Tasks to carry out:
- 1) In the fishing thread, rewrite the paragraph beginning "Ten minutes later we got" as a short list that keeps its main facts.
- 2) The first post of the fishing thread reports a catch after the turtle. List each kind of fish in that catch.

Source text:
Content starts
# Flathead Bank Fishing, Giant Turtle.



## CatHunter (Dec 31, 2008)

*We decided to try a new bank location last night, so we threw the little boat on the back of the truck and waddled down to the river.
 
After clearing out a little area to fish we got the first pole in the water, before we could get the second bait on we hung something big. After a good fight across the bottom we finally got the creature to the bank. It turned out to be a big Alligator snapping turtle, and damn was he strong!
 
I would have to guesstimate the turtle to be somewhere on the lines of 90-100lbs. After some fancy foot work we got the hook out and sent him on his way.
 
Ten minutes later we got a good sized chain pickerel, then 3 bowfins 2 gars, 1 eel and finally a Flathead at the end of the night. A really slow night but I thought I would share that turtle with you guys.:thumbsup:

 *

https://www.youtube.com/watch?v=2wRpte8cnXQ 
Video of the turtle battle above.


----------



## Five Prongs Of Fury (Apr 15, 2008)

Damn he's big!!! Got a head like a gallon jug. I bet bet he's pushing a 100 years old too. Glad you was able to release him with no injuries to either party involved.


----------



## Realtor (Oct 1, 2007)

yep, That's a BIG turtle. Wonder how old it was.... Neat!


----------



## CatHunter (Dec 31, 2008)

Realtor said:


> yep, That's a BIG turtle. Wonder how old it was.... Neat!


I goggled it this 100lber was said to be 150 years old


----------



## TailRazor (Apr 25, 2011)

Now that's "Liive Action"!!!


----------



## Rustifaro (Jul 16, 2008)

Really enjoyed your video. Thanks...


----------



## chad403 (Apr 20, 2008)

*turtle*

Turtle soup!


----------



## jaster (Oct 7, 2007)

I am with Chad^^^


----------



## jcoss15 (Oct 11, 2010)

Another reason I would never noodle a catfish in these parts....


----------



## BBreeze (Aug 26, 2009)

That's a big turtle. I thought he was going take ya for a swim


----------
Content ends
Saved entries:
Content starts
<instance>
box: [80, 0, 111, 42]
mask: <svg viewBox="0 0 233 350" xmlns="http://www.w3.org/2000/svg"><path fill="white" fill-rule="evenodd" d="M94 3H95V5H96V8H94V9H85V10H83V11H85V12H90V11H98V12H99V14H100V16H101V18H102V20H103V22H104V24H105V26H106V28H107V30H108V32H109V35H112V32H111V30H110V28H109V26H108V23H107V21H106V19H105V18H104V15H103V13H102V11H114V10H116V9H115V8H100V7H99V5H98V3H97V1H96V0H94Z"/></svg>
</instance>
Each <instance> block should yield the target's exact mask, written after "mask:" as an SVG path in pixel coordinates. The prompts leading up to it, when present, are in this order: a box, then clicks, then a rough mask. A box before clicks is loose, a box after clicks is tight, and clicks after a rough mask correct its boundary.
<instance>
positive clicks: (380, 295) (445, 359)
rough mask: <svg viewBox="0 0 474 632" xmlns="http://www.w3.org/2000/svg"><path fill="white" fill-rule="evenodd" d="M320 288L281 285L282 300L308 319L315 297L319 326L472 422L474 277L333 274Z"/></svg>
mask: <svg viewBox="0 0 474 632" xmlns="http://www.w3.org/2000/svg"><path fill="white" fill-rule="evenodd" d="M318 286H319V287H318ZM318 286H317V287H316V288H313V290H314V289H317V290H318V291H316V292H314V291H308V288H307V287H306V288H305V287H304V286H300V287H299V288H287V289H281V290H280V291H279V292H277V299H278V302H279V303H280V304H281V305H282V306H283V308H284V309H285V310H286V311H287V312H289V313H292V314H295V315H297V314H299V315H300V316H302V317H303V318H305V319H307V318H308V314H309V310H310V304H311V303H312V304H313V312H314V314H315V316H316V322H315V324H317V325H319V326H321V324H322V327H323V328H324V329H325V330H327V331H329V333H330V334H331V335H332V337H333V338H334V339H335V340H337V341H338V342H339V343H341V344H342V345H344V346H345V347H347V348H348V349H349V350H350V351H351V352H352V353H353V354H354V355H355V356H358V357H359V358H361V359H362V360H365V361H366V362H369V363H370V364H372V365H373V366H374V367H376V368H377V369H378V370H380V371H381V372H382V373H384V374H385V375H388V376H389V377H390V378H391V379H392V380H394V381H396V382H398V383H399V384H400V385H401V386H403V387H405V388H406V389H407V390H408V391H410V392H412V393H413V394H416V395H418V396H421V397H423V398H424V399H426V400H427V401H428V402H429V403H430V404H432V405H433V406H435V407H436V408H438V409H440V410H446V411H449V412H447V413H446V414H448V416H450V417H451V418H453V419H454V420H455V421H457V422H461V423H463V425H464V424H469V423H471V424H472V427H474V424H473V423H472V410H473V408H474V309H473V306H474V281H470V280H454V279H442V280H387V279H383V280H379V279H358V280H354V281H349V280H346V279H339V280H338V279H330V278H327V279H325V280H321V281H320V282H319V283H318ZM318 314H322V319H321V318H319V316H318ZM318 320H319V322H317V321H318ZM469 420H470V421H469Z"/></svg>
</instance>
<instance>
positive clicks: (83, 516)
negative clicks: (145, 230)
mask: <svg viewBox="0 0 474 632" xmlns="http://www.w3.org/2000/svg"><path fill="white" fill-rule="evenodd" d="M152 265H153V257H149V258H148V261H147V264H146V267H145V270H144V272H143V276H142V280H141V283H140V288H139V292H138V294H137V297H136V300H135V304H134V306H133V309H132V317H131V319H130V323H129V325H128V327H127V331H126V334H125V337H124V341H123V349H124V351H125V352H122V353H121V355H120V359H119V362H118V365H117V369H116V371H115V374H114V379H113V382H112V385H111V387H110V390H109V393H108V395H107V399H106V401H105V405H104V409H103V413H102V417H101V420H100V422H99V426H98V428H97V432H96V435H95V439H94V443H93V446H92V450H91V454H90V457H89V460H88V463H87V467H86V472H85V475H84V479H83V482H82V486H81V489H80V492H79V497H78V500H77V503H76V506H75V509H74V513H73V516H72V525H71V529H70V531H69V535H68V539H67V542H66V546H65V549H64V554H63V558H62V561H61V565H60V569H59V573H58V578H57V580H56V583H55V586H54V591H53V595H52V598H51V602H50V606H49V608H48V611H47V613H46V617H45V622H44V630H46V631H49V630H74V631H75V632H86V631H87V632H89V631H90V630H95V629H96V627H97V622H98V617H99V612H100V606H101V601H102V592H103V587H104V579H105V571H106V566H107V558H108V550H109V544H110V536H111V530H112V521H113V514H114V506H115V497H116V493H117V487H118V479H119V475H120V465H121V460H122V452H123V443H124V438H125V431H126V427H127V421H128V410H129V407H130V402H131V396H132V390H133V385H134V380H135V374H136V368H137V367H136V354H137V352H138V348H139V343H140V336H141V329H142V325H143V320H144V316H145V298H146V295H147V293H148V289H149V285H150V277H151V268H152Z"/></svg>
Content ends
Your responses:
- 1)
- Ten minutes later: a good-sized chain pickerel
- Then 3 bowfins, 2 gars and 1 eel
- At the end of the night: a flathead
- A really slow night overall; the turtle was worth sharing

- 2)
- Chain pickerel
- Bowfin
- Gar
- Eel
- Flathead